Work task 1
According to the track description, what three parts make up the second year of the program?
Work task 2
Decide whether each statement agrees with the track description, answering yes or no and quoting the words that settle it. (a) Attending the introduction week is optional. (b) Computational Mechanics is one of the basic themes of Engineering Mechanics. (c) Students who enroll after the academic year has started must join the introductory week the following year.

───── Document text

Track High-Tech Engineering
High-Tech Engineering industry and academia is continuously pushing the limits of engineering knowledge and technology in order to keep up with the ever-increasing requirements on both the products and the required equipment that produce them.
The purpose of the MSc Track in High-Tech Engineering (HTE) is to educate engineers in the technological knowledge and skills they need to design that new generation of both products and required equipment. Starting from the fundamentals of physics and mechanics, students gain the insights and understanding they will need to push beyond the current limits. The programme includes analysis, design and implementation of solutions, using analytical models, computational methods and experimental work to reach new performance and understanding. With this focus on the ‘ultimate in mechanical engineering’ the program confronts students with the daunting conceptual and design challenges of developing (and utilising) tools for precision mechanical engineering. Although the emphasis is on high-tech equipment and instrumentation, the same knowledge and methodology applies to energy systems, medical equipment, automotive and aerospace design and many other fields of mechanical engineering, enabling these future engineers to address the needs of our modern society.
Students that enrol in the program after the start of the academic year, will be required to join the introductory week the next year.
The introduction week for the Master Tracks High-Tech Engineering will take place in the first week of the academic year.
The introduction is obligatory and includes:
- Introduction to the department and different focus groups
- Explanation of the curriculum
- Introduction to the staff
- Lab tour and hands-on sessions
- Lunches, drinks, BBQ
- Games & Sports day
Start studiejaar / Start Academic year5 september 2022
Next to the HTE obligatory courses students choose a research focus in which they want to deepen their knowledge. Focus Areas within the High-Tech Engineering track are:
Mechatronic System Design (MSD) aims at designing integrated systems of mechanisms, sensors, actuators and control to perform complex tasks while interacting in a multiphysical environment, typically at high speed and high accuracy, at various length scales. Recent trends include distributed motion, as in compliant mechanisms, as well as distributed actuation and sensing, and control techniques based on fractional order calculus and reset strategies.
Engineering Dynamics (ED) studies the time-dependent linear and non-linear motion of mechanical structures to engineer dynamical systems. Material properties, thermodynamic interactions and physical actuation forces are studied for enhanced performance of high-speed devices, using mathematical and experimental methods to elucidate and control their complex motions. Explore the ultimate limits of high-frequency nanoelectromechanical systems of atomic-scale dimensions.
Micro and Nano Engineering (MNE) bridges the gap between the ultimate small and the macro world. Students learn to develop and optimise production and assembly processes and technologies which make use of phenomena at the nanometre level. The primary focus within the Micro and Nano Engineering group is on the production and assembly of precise and small parts and products of micrometre and nanometre scale.
Engineering Mechanics (EM) deals with physics of mechanics and its experimental, mathematical and numerical tools, design procedures and innovative designs. It covers the foundations of mechanical engineering: the theoretical and experimental analysis of the statics and dynamics of structures and mechanical systems. Basic themes covered are Solid Mechanics, Dynamics, Computational Mechanics, Structural design and Optimization.
Opto-Mechatronics (OM) covers the fundamentals of optics in theory and practice as well as understanding and design of high-end optical systems and digital mirror devices. This expertise is combined with mechatronic system design treating dynamics and motion control, adaptive optics and design principles for precision positioning and thermomechanical stability. The focus area OM within the track HTE is currently identical to the new MSc-track OM.
During the introduction week the different research groups will present themselves and explain a bit more about the content of their courses and the possible master projects. At the end of the week students make their preliminary student program with the help of the MSc coordinators, different supervisors and the student association. At that point students have a clear idea of their course load during the year.
The second year of the program consists of three parts that are preferably and in almost all cases related to the same research topic, so the student can use the full year to develop the knowledge and skills to actually go beyond the current status in that topic.
These three parts are an (optional) internship at a company or other research group, a literature survey / design assignment, and the MSc-project.

──────────
───── Source information

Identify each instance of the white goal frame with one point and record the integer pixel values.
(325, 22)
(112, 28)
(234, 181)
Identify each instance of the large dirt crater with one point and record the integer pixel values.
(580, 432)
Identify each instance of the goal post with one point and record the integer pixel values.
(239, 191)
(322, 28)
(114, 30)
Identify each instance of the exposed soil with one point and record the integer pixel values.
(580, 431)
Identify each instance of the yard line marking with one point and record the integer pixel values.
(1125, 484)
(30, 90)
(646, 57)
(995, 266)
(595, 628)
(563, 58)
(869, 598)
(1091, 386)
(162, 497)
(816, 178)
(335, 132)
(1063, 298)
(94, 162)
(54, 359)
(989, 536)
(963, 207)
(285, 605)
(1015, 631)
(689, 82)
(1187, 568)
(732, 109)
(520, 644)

──────────

Exercise response 1
An optional internship at a company or other research group, a literature survey / design assignment, and the MSc-project.

Exercise response 2
(a) No: "The introduction is obligatory"
(b) Yes: "Basic themes covered are Solid Mechanics, Dynamics, Computational Mechanics, Structural design and Optimization."
(c) Yes: "Students that enrol in the program after the start of the academic year, will be required to join the introductory week the next year."